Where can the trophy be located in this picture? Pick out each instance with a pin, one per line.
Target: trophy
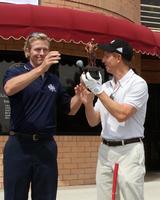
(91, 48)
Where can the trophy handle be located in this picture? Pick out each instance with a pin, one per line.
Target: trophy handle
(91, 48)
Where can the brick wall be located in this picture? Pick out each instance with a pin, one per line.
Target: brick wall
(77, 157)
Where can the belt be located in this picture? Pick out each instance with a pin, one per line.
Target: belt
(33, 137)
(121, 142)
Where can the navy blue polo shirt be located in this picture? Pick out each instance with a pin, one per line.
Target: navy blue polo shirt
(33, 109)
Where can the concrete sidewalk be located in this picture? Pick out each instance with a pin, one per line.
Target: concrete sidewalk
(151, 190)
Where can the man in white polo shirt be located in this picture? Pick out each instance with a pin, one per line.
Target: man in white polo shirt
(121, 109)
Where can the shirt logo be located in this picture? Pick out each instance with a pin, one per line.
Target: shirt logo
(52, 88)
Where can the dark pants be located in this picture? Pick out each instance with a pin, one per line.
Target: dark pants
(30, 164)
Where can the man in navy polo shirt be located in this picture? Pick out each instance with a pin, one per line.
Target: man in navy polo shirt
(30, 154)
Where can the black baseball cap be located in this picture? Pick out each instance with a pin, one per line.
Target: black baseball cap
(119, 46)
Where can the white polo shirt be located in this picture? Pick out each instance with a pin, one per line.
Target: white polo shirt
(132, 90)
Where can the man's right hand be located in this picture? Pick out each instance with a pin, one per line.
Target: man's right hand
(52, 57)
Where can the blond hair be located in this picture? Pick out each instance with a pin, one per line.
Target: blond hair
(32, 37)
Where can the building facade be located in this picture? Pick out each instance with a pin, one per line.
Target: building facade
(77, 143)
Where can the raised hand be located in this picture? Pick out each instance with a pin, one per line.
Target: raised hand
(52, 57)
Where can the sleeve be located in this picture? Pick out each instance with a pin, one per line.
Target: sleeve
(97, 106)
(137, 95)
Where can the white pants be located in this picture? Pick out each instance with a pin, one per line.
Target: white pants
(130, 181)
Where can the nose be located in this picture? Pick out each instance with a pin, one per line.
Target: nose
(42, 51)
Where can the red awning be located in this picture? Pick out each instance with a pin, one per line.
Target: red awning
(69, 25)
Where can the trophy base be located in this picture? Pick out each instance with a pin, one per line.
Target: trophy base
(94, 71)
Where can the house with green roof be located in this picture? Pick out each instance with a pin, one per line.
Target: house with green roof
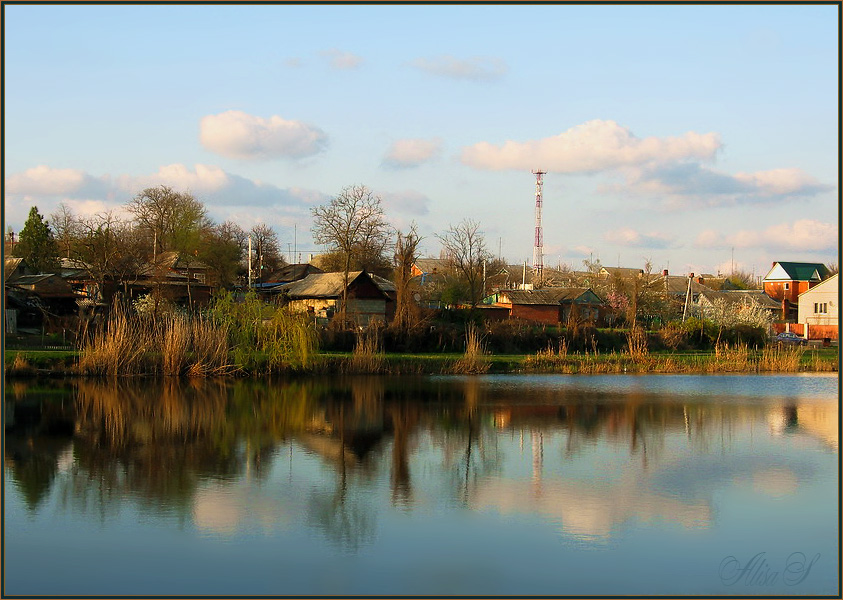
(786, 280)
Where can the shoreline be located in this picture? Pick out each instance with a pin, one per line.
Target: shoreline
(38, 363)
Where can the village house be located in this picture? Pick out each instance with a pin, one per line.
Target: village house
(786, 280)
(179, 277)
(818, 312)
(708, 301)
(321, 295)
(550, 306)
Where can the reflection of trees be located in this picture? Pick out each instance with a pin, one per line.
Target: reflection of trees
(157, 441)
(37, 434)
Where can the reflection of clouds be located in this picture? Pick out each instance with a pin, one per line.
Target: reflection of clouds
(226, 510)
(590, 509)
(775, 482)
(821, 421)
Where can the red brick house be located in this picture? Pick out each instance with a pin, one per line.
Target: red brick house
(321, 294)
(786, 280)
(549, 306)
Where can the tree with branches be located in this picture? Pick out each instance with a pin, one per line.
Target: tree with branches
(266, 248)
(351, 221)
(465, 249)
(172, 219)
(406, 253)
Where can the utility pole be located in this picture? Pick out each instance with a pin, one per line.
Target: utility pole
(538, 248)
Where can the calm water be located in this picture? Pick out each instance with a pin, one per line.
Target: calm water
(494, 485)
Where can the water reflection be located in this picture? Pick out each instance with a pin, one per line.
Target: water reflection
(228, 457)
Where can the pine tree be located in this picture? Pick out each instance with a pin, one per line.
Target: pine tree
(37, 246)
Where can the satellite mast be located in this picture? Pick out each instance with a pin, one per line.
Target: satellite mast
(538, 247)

_Work item_: From the line containing "Target: red brick house" down to the final line of the data, write out every line exactly; both the first and last of these belong in your answer, and nothing else does.

_Result of this task_:
Target: red brick house
(321, 294)
(786, 280)
(549, 306)
Where can the tree with branches be located in this picture? Pick out each instance with a pin, one per line.
Target: tree with branches
(266, 248)
(351, 221)
(465, 249)
(172, 219)
(406, 253)
Where can the utility pole be located in this picture? Pick out each instance with a pin, one per line.
Target: utility pole
(538, 248)
Where can the calm water be located in this picture? Pick out each instance with a pin, one per line.
Target: calm water
(494, 485)
Where can the water reflection be located in this picture? Pick out each instance with a pin, one per line.
Target: water reflection
(228, 457)
Where can the pine tree be located in this picture? Pick out each instance with a pin, one per line.
Target: pine tree
(37, 246)
Where can the satellite mast be located in this picture? Pick out each instance with a pin, one per line.
Target: satellite mast
(538, 247)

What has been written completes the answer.